**Your goal:** Write out nothing except the lines running from the one containing "Query: moss covered hedge" to the last line of the data, exactly as they stand.

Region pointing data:
☆ ☆ ☆ ☆ ☆ ☆ ☆

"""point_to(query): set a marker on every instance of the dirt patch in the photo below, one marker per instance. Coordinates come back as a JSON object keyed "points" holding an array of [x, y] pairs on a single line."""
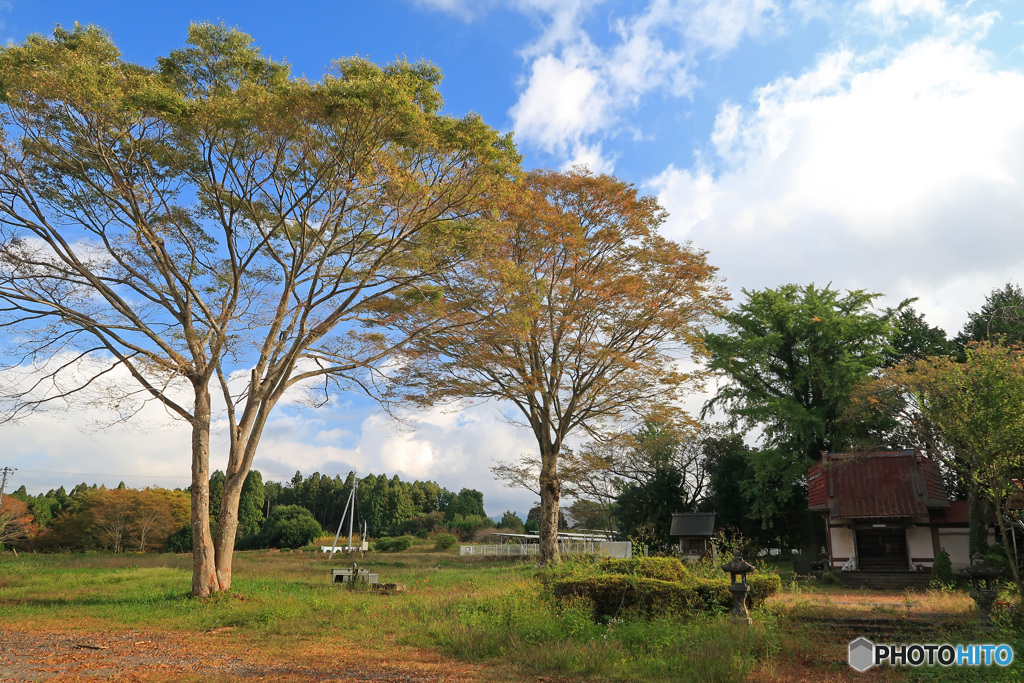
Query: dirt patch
{"points": [[141, 655]]}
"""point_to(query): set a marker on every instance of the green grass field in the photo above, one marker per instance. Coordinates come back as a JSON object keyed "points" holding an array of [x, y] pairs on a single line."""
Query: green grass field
{"points": [[488, 611]]}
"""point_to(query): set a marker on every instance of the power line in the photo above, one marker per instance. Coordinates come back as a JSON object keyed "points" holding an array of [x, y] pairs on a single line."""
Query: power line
{"points": [[116, 476]]}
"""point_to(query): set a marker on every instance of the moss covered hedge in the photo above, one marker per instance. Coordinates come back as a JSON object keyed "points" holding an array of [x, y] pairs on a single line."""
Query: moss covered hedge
{"points": [[613, 594]]}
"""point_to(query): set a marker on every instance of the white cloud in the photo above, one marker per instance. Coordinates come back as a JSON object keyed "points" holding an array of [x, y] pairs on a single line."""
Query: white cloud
{"points": [[903, 177], [87, 442], [576, 94]]}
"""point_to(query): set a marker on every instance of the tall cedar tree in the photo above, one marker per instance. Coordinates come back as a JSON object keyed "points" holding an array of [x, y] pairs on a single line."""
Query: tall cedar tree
{"points": [[584, 312], [213, 215], [791, 357]]}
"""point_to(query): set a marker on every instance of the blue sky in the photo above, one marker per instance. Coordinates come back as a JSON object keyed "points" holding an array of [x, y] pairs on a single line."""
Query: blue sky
{"points": [[870, 143]]}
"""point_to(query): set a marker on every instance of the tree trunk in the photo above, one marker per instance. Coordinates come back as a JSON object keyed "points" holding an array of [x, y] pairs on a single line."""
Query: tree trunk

☆ ☆ ☆ ☆ ☆ ☆ ☆

**Exercise response:**
Query: moss covered hedge
{"points": [[613, 594]]}
"""point_to(query): set a marker on every instance of the white cloud in the photo above, one marker per instance. Coordinates come back as a JSON object keyed "points" holding an array of [x, y] pairs on a single line."""
Query: white cloud
{"points": [[903, 177], [87, 442], [576, 94]]}
"""point_to(query): set a marker on every instance of the tall cedar tree in the photo above, one marker per instance. Coordinates come back as a JSON object keyed "points" holding an array of [x, y] pairs on a single line."""
Query: tall cedar tree
{"points": [[584, 312], [213, 215], [791, 357]]}
"""point_to(query): set a marker on every instance of the blue sky in the photo above, one marker per instance. Coordinates come back as a JSON object keyed "points" holding an array of [x, y] pairs on a single line."""
Query: blue sky
{"points": [[870, 143]]}
"""point_to(query): set a marker on every instance of the tree trunk in the photo above, one marker per instance. Coordinates come back as a JSON object keyed "points" holding an array of [x, y] pairs on a single line."""
Query: tree trunk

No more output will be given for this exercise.